SOURCE TEXT: Begin

NINE letter to the adx warden
On February 7, 2008, I sent a letter to Ron Wiley USP Florence ADMAX U.S. Penitentiary (PO Box 8500 Florence, CO 81226).
Dear Warden Wiley:
It has come to my attention that certain personnel at ADX are in violation of the provisions of the LEGAL RESOURCE GUIDE TO THE FEDERAL BUREAU OF PRISONS (2008) concerning treatment of inmates. I am not writing to you to register a grievance as an informal or formal complaint. Nor am I seeking a review by the “Bureau of Prisons Administrator Remedy Program.” However, I am involved in an investigation of abuses of inmates at Federal penal institutions. Since I have a son incarcerated at ADX under BOP’s custody and care, and since you have the responsibility as custodian of ADX I am beginning my focus there. I also commend the competence of some personnel I’ve met at ADX.
Yet, I understand that staff may take disciplinary measures against inmates if they pose a disturbance to the safe and orderly management of a facility. Of course, violations carry "sanctions corresponding to the severity of the offense." By the same token, rules and regulations must be consistent with Statutory Law. If known that unlawful abuses by staff do occur within the confines of prison walls, the public may likely become incensed. As you know for authorities to exacerbate such abuses by inflicting retaliatory or capricious disciplinary actions against an inmate "is not permitted under any circumstance."
My familiarity with the Bureau of Prison [BOP] Guide helps me to be of service to you. I assume that you wish to carry out your responsibilities in an honorable manner and that you would appreciate any valid input that is offered. My intent is to identify and expose those who misunderstand their stewardship. The public is entitled to know the names and behavior of each violator. My allegiance is to my readers, not to any agency of the government.
I plan to visit my son next Thursday or Friday (pending weather conditions) but will make myself available at your convenience most any time or place. I’m hopeful that we may spend a short time together and that such a meeting will be mutually beneficial. Please accept my concerns as intended.
Sincerely yours, Roland Hinkson.
He made no response nor arranged any meeting. I felt that he ignored the BOP rules and made lame excuses.
After a year without any "misbehavior," an inmate may possibly make five fifteen-minute calls in a month. But frequently those calls are interrupted within seconds. Seldom–if at all–do the guards allow the inmate to redial to reestablish a connection. For example, while calling me and Faye, they cut him off within 30 seconds–of making a treasured call. It happened too often, but maybe it wasn't intentional.

SOURCE TEXT: End
DATA FOR ANALYSIS: Begin

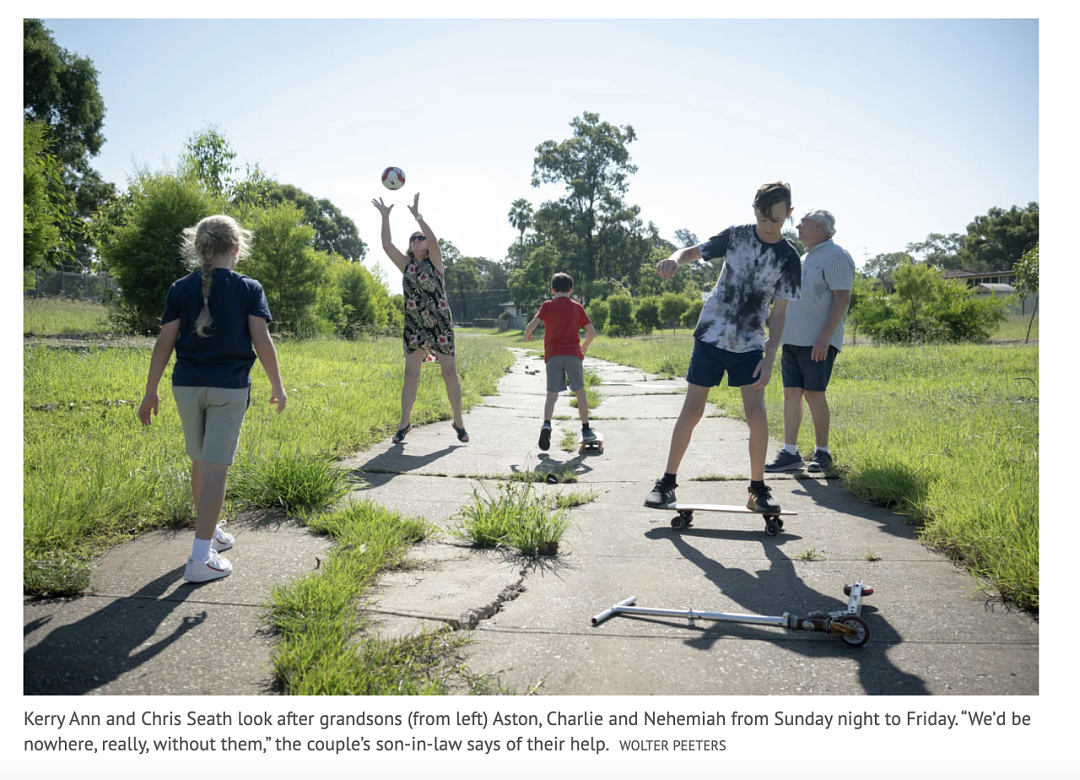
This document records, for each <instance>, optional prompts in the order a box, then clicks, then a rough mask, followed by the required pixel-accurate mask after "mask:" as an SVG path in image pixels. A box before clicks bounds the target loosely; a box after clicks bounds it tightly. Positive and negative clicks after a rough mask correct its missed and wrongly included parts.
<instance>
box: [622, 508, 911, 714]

DATA FOR ANALYSIS: End
DATA FOR ANALYSIS: Begin

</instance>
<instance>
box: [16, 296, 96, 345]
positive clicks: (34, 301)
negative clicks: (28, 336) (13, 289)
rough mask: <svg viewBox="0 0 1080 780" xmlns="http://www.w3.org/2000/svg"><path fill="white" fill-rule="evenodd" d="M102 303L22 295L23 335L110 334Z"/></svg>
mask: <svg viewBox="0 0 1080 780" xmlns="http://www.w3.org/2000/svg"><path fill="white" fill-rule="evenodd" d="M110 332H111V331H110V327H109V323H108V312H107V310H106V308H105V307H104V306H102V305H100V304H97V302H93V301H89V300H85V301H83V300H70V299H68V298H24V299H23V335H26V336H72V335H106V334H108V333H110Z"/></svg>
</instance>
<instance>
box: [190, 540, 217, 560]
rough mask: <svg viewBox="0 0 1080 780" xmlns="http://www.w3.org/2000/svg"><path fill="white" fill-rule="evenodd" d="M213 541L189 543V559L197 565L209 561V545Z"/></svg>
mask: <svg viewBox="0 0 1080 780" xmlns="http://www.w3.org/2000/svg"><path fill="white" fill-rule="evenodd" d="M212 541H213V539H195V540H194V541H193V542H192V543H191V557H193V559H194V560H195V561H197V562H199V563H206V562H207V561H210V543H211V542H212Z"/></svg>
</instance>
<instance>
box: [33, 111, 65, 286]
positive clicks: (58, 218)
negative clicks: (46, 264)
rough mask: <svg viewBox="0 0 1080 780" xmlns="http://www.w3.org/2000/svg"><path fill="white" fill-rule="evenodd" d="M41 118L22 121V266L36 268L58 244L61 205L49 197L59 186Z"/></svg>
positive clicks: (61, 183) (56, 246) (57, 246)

DATA FOR ANALYSIS: End

> _WHAT YOU WILL DO_: Rewrite the part of the source text that opens with the words containing "I plan to visit" and closes with "it wasn't intentional.", substituting "Monday" for "Thursday". The entries come from a separate source, not from the text above.

> _RESULT OF THIS EXERCISE_:
I plan to visit my son next Monday or Friday (pending weather conditions) but will make myself available at your convenience most any time or place. I’m hopeful that we may spend a short time together and that such a meeting will be mutually beneficial. Please accept my concerns as intended.
Sincerely yours, Roland Hinkson.
He made no response nor arranged any meeting. I felt that he ignored the BOP rules and made lame excuses.
After a year without any "misbehavior," an inmate may possibly make five fifteen-minute calls in a month. But frequently those calls are interrupted within seconds. Seldom–if at all–do the guards allow the inmate to redial to reestablish a connection. For example, while calling me and Faye, they cut him off within 30 seconds–of making a treasured call. It happened too often, but maybe it wasn't intentional.